◆ **MATERIAL**
══════════

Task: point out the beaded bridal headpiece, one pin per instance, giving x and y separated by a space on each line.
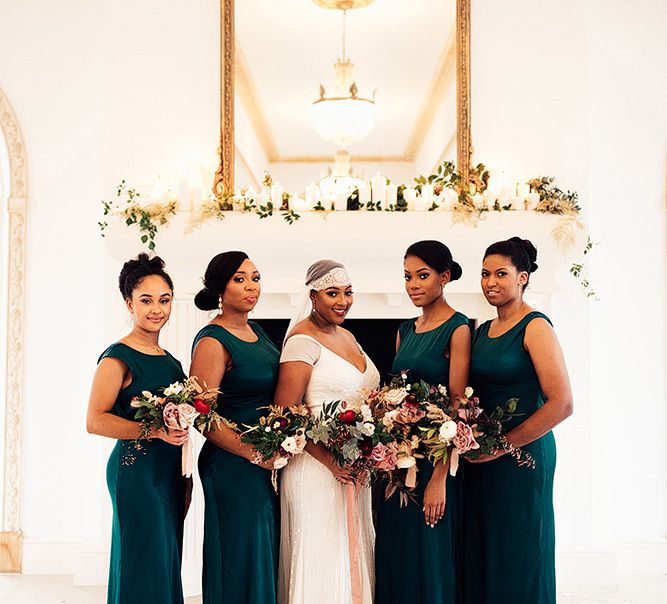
336 277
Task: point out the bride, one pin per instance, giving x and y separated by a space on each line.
327 536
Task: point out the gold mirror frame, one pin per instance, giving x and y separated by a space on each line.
224 176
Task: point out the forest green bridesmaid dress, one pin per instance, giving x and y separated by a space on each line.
241 520
413 562
147 494
508 527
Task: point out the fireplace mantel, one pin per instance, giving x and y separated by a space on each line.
370 244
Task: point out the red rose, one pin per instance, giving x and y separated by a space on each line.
347 417
201 406
366 447
282 423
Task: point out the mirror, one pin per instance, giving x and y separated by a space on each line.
283 108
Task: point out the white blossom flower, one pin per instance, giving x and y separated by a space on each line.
405 462
447 431
289 444
368 429
173 389
281 462
366 413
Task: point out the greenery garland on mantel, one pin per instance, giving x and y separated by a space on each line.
466 209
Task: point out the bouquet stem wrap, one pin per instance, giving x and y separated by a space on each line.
351 492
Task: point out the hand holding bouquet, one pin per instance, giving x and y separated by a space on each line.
470 432
181 406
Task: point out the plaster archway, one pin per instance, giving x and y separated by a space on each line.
10 535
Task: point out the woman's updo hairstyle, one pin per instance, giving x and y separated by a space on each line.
135 270
437 256
218 273
521 252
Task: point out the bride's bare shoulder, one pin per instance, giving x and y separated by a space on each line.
303 328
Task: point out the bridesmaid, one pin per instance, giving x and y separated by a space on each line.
241 515
416 547
508 510
146 487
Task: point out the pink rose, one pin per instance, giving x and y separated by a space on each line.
384 456
464 440
409 414
170 416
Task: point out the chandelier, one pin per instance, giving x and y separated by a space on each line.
343 117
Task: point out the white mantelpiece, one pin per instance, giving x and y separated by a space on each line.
370 244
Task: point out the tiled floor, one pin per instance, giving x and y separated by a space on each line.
42 589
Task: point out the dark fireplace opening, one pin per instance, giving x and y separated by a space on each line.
376 336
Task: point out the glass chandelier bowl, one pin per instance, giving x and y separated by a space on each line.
343 117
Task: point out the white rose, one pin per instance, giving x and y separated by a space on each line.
368 429
395 396
173 389
289 444
388 419
366 412
447 431
405 462
281 462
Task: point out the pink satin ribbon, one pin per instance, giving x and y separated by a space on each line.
351 492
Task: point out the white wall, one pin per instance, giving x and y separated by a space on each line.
105 91
577 90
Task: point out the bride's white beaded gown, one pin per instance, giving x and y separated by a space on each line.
320 563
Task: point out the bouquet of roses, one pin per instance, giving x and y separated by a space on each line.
469 431
404 410
282 431
357 440
181 406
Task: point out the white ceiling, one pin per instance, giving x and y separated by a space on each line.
290 47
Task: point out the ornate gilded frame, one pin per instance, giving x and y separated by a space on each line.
10 535
224 176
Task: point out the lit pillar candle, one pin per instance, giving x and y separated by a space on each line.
421 205
379 190
392 194
450 198
297 205
364 193
410 196
263 198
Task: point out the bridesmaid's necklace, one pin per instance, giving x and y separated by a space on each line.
147 344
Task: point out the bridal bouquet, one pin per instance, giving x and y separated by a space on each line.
282 431
470 432
357 440
182 405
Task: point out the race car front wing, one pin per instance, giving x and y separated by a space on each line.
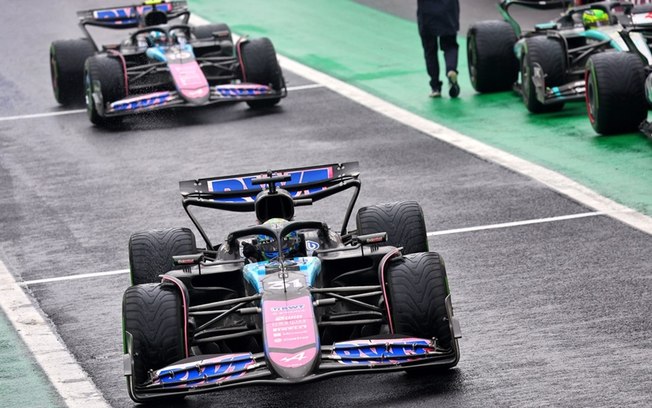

══════════

◆ **WHAT YOU NEED TO DO**
Collect every line of the records above that contains the word "chandelier". Case counts.

◆ **THE ANSWER**
Task: point out the chandelier, one pin per instance, giving x and y separated by a space on each line.
Task: point out the glass chandelier bowl, one pin per instance, giving x and y separated by a space on each line.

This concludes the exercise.